Requirements:
a - In the book introduction, which two conditions does the writer say make her automatically think everyone in the world is better than her?
b - From the book introduction, return the stretch from "This whole introduction" through "yourself in comparison.".

[START Text provided]

Jenny Lawson, Full-Grown Mammal: An Introduction

You probably just picked up this book thinking, What the shit is this all about? And frankly I’m right there with you. Honestly, I just got here myself. By the time you read this it will be an actual, fully formed, and probably horribly offensive book, but at the moment I’m writing this it’s just a bunch of sentences, paralyzing anxiety, and a lot of angst. Some people write a book a week, but I’m achingly slow and filled with self-doubt and writer’s block, so by the time you read this I will have gone through years of “WRITING IS SO LONELY AND I HATE EVERYTHING AND EVERYONE.” I will have gone through the writing period when I tell my husband that real writers write drunk and edit sober, and then later the editing period when I tell him I have edited this notion and have to write drunk and also edit drunk, and even the period where I just lock myself in a room and force myself to write and it’s glorious and beautiful until I wake up the next day and realize it’s garbage and delete everything.

You, on the other hand, will only see the finished product. Shiny and edited and pasted together with the tears of copy editors whom I have sent to an early grave and/or multiple bars. Will it be worth it? No damn idea. But I can’t stop, because writers write always. Not well, necessarily. But they write. And you are a reader. So you read. (Unless you are listening to the audiobook, in which case, I guess you are a hearer? Is that right? That seems like the wrong word but I can’t think of the correct one right now. But I bet you’re a great hearer, even if that word doesn’t exist.) I don’t even know you and I can tell you’re special. Mostly because everyone seems special to me. Granted, some of that is because I have avoidant personality disorder and imposter syndrome, which automatically makes me think everyone in the world is better than me, and some of it is because you’re still reading this (or hearering it) even though it’s pretty obvious that I’m stalling because I’m not sure what to write about; I appreciate that and I owe you a drink.

(OH! “LISTENING TO.” Those are the words I was looking for. Not “hearering.” Although I sort of like the melody of the word “hearering” now, so let’s keep it.)

This whole introduction is a pretty good indication of the baffling wordsmithery that you can expect here, and that’s a good thing because 1) now you’ve been warned, so you can’t blame me if you hate this book, and 2) you’re going to feel so much better about yourself in comparison.

I’m not just saying that to flatter you. Truly. I have managed to fuck shit up in shockingly impressive ways and still be considered a fairly acceptable person. In some ways I’ve actually made it my living. And because I’m so good at being publicly terrible, other people feel comfortable telling me about how awful they are at being an adult, and then I try to top them with a “Oh, you think that’s bad? Let me tell you how I tried to rescue a decapitated human head from my work,” and then they’re like, “Nah. HOLD MY BEER,” and in the end I end up with a new best friend because how could you not love a person who couldn’t understand where those terrible farting noises were coming from on the bus but then she realized that they were the noises of the dog toy in her purse that she was leaning on and everyone looked at her and so she ended up shaking a rubber foot at them while yelling, “I’M NOT FARTING. IT’S MY DOG’S FOOT.” Answer: You can’t. YOU LOVE THEM. Hard.

[END Text provided]
[START Given records]

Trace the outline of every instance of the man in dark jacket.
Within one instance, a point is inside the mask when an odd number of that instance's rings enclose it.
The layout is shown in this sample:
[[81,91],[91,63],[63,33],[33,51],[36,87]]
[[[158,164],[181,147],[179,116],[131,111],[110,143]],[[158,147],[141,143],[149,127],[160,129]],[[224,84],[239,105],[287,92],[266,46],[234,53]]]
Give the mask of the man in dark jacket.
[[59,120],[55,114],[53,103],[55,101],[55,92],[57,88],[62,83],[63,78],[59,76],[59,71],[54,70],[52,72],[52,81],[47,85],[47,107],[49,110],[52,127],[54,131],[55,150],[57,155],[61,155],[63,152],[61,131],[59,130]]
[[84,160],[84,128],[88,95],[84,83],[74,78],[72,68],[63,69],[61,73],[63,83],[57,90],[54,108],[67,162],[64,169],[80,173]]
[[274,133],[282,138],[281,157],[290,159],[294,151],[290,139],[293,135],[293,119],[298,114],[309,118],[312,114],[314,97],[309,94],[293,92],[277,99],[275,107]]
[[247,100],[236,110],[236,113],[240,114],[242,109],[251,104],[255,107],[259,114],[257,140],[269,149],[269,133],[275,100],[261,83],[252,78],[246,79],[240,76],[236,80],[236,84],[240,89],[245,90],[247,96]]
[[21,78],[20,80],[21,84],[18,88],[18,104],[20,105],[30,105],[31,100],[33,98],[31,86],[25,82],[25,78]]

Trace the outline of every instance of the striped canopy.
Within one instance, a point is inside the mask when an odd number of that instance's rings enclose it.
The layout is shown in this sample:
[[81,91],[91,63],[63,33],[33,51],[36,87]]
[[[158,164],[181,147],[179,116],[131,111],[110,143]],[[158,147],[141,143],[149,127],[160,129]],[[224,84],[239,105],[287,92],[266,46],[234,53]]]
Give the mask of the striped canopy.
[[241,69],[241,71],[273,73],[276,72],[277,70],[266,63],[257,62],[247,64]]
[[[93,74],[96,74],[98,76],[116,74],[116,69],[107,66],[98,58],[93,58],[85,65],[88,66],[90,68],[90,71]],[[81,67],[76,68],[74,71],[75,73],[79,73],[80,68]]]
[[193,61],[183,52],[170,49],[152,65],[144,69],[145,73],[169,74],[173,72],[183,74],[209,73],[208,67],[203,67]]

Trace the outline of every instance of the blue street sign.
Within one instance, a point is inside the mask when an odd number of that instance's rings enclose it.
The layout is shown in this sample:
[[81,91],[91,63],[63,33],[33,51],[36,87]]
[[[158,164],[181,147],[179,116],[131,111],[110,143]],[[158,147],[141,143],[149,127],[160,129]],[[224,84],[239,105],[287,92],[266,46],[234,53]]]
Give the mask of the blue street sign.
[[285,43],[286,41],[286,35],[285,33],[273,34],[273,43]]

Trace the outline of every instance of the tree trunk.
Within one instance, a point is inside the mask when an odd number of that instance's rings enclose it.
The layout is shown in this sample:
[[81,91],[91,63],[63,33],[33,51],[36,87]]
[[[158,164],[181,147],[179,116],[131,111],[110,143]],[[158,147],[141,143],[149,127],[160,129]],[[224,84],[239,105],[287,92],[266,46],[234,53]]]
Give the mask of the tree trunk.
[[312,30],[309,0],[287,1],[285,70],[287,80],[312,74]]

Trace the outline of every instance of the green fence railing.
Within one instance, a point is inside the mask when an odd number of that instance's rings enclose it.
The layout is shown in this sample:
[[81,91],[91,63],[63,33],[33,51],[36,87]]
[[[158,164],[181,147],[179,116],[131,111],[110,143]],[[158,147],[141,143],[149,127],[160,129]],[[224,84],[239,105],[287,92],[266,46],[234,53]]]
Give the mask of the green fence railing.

[END Given records]

Task responses:
a - Avoidant personality disorder and imposter syndrome.

b -
This whole introduction is a pretty good indication of the baffling wordsmithery that you can expect here, and that’s a good thing because 1) now you’ve been warned, so you can’t blame me if you hate this book, and 2) you’re going to feel so much better about yourself in comparison.